[Start]
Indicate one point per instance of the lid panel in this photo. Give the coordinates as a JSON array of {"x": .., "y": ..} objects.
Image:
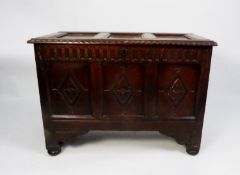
[{"x": 123, "y": 38}]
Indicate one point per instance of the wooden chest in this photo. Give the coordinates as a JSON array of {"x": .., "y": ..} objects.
[{"x": 122, "y": 81}]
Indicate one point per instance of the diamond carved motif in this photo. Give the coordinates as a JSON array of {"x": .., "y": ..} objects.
[
  {"x": 122, "y": 90},
  {"x": 69, "y": 89},
  {"x": 177, "y": 91}
]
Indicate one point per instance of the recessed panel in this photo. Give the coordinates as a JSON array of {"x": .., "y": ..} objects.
[
  {"x": 78, "y": 35},
  {"x": 69, "y": 88},
  {"x": 177, "y": 88},
  {"x": 122, "y": 90},
  {"x": 125, "y": 36},
  {"x": 170, "y": 37}
]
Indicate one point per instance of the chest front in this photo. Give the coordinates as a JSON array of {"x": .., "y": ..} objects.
[{"x": 112, "y": 84}]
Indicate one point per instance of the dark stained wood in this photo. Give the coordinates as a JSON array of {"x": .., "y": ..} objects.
[{"x": 122, "y": 81}]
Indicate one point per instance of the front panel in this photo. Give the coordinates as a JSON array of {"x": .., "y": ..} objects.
[{"x": 116, "y": 82}]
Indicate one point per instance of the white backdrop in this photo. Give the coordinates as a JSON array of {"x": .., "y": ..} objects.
[{"x": 22, "y": 149}]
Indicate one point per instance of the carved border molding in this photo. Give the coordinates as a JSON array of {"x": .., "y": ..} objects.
[
  {"x": 111, "y": 41},
  {"x": 108, "y": 54}
]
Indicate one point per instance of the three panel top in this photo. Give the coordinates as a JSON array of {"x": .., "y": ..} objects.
[{"x": 123, "y": 38}]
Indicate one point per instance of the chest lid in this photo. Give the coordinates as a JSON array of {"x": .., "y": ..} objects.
[{"x": 123, "y": 38}]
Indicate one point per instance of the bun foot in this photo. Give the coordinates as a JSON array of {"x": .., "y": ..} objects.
[
  {"x": 54, "y": 152},
  {"x": 192, "y": 149}
]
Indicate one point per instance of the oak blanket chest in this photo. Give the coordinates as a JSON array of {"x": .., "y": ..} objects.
[{"x": 122, "y": 81}]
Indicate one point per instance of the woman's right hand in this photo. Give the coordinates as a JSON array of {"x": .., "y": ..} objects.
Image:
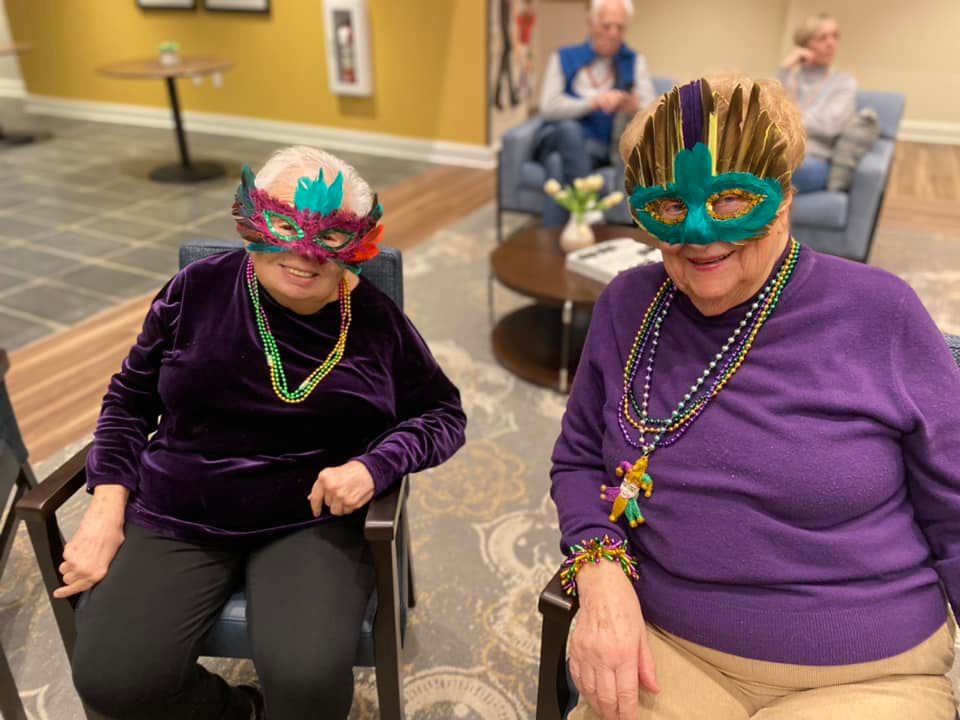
[
  {"x": 87, "y": 557},
  {"x": 797, "y": 56},
  {"x": 609, "y": 656}
]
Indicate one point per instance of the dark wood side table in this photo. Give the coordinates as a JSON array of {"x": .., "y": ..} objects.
[
  {"x": 542, "y": 342},
  {"x": 152, "y": 69}
]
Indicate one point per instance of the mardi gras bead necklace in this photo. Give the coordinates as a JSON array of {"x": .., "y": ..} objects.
[
  {"x": 666, "y": 431},
  {"x": 278, "y": 377}
]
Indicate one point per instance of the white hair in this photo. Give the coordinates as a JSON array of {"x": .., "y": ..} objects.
[
  {"x": 287, "y": 166},
  {"x": 597, "y": 5}
]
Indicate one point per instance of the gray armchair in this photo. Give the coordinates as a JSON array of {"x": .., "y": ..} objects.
[
  {"x": 520, "y": 177},
  {"x": 843, "y": 223}
]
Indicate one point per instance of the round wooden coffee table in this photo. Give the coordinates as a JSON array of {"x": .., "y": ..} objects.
[
  {"x": 152, "y": 69},
  {"x": 542, "y": 342}
]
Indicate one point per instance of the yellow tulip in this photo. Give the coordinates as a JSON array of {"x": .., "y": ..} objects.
[{"x": 551, "y": 187}]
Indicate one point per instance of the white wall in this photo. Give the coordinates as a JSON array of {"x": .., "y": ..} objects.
[{"x": 11, "y": 83}]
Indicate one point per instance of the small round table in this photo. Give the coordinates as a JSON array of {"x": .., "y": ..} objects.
[
  {"x": 542, "y": 342},
  {"x": 19, "y": 138},
  {"x": 152, "y": 69}
]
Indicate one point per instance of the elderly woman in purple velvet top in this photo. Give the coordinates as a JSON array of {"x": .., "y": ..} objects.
[End]
• TASK DIRECTIONS: Please update the whole listing above so that each "this photo" becomes "this image" and everything else stays unchanged. Leave the pictures out of your answer.

• RIGHT ANSWER:
Indicate one point per instance of the lid panel in this image. Give the coordinates as a JSON array of {"x": .., "y": ..} objects.
Image:
[{"x": 123, "y": 38}]
Indicate one point per instance of the wooden chest in this image. Give the coordinates as a JSON array of {"x": .., "y": ..} objects.
[{"x": 122, "y": 81}]
Indicate one point per instance of the diamond carved motif in this image. Give the coordinates as a JSON array of {"x": .., "y": ..} objects.
[
  {"x": 122, "y": 90},
  {"x": 69, "y": 89},
  {"x": 177, "y": 91}
]
Indicate one point per instance of the recessed panel in this image. Give the coordinates as a JSON array of {"x": .., "y": ..} objects.
[
  {"x": 78, "y": 35},
  {"x": 69, "y": 88},
  {"x": 177, "y": 88},
  {"x": 122, "y": 90},
  {"x": 125, "y": 36},
  {"x": 170, "y": 37}
]
Indicate one point per instance of the chest front in this image. Give the coordinates as a JSON array of {"x": .., "y": ..} objects.
[{"x": 112, "y": 84}]
Indicate one point per instance of the dark stained wood in this image. Give the coordinates as a JSON array of {"x": .., "y": ..} objects.
[{"x": 122, "y": 81}]
Indicate one point per instance of the front panel in this image. Give the coordinates as a JSON array of {"x": .., "y": ..} objects.
[{"x": 116, "y": 82}]
Indicate one point per instance of the white backdrop in this image. Give the coordinates as a JSON array of {"x": .., "y": ..} objects.
[{"x": 22, "y": 149}]
Indicate one point per instance of the carved border molding in this image. Give the coordinates as a JSON array of {"x": .., "y": ..} objects.
[
  {"x": 111, "y": 41},
  {"x": 108, "y": 54}
]
Indicate one point per instance of the three panel top in this image. Give the coordinates as a JSON array of {"x": .., "y": ..} objects.
[{"x": 123, "y": 38}]
Indicate one point per instance of the chest lid in this image. Give the coordinates as a JSON array of {"x": .., "y": ..} objects.
[{"x": 123, "y": 38}]
Indicate one point per instance of the bun foot in this image. Give the coordinates as a JSON array of {"x": .., "y": ..} objects.
[
  {"x": 54, "y": 152},
  {"x": 192, "y": 149}
]
Indicate one point per instance of the oak blanket chest in this image. Give the coordinates as a JSON array of {"x": .., "y": ..} objects.
[{"x": 122, "y": 81}]
Indicate one point per instance of the woman's right hand in this image. Give the coordinates as a JSON array of {"x": .., "y": ..} objects.
Image:
[
  {"x": 87, "y": 557},
  {"x": 797, "y": 56},
  {"x": 609, "y": 656}
]
Indicate one point per instance of the dark wood side table in this image. Give the coordinates as a JSON array of {"x": .., "y": ..} objects.
[
  {"x": 542, "y": 342},
  {"x": 152, "y": 69}
]
Indicate one point per instance of the mardi gras bead necklace in this image. Give the coordinates as a JSON array of {"x": .., "y": ..} objects.
[
  {"x": 666, "y": 431},
  {"x": 278, "y": 377}
]
Indicate one point per instance of the white hair in this image. Give the coordinates as a JSON array of {"x": .., "y": ..} objects.
[
  {"x": 287, "y": 166},
  {"x": 597, "y": 5}
]
Indicate one point per instance of the gray armchair in this image. Give the coordinates as a JSON array of {"x": .., "y": ..} objects.
[
  {"x": 520, "y": 177},
  {"x": 843, "y": 223}
]
Indicate one point per instance of the round wooden coffee table in this image. Give the coordinates as a JSON array of {"x": .., "y": ..} objects.
[
  {"x": 152, "y": 69},
  {"x": 542, "y": 342}
]
Indicate one point per instance of the yellow tulip in this image. Give the coordinates as a JSON array of {"x": .., "y": ..} objects.
[{"x": 551, "y": 187}]
Indicate one point per instance of the white wall in this image. Give the coordinates as a JSON array of {"x": .., "y": ..} objects.
[{"x": 11, "y": 83}]
Indicate one point per instance of the small round table in this image. Give the coordinates as a JSON array of {"x": .., "y": ..} objects.
[
  {"x": 542, "y": 342},
  {"x": 19, "y": 138},
  {"x": 152, "y": 69}
]
Indicate one point per instance of the elderly woman in purple velvet top in this image. Give the coordinates as a JSON array of {"x": .., "y": ..} objects.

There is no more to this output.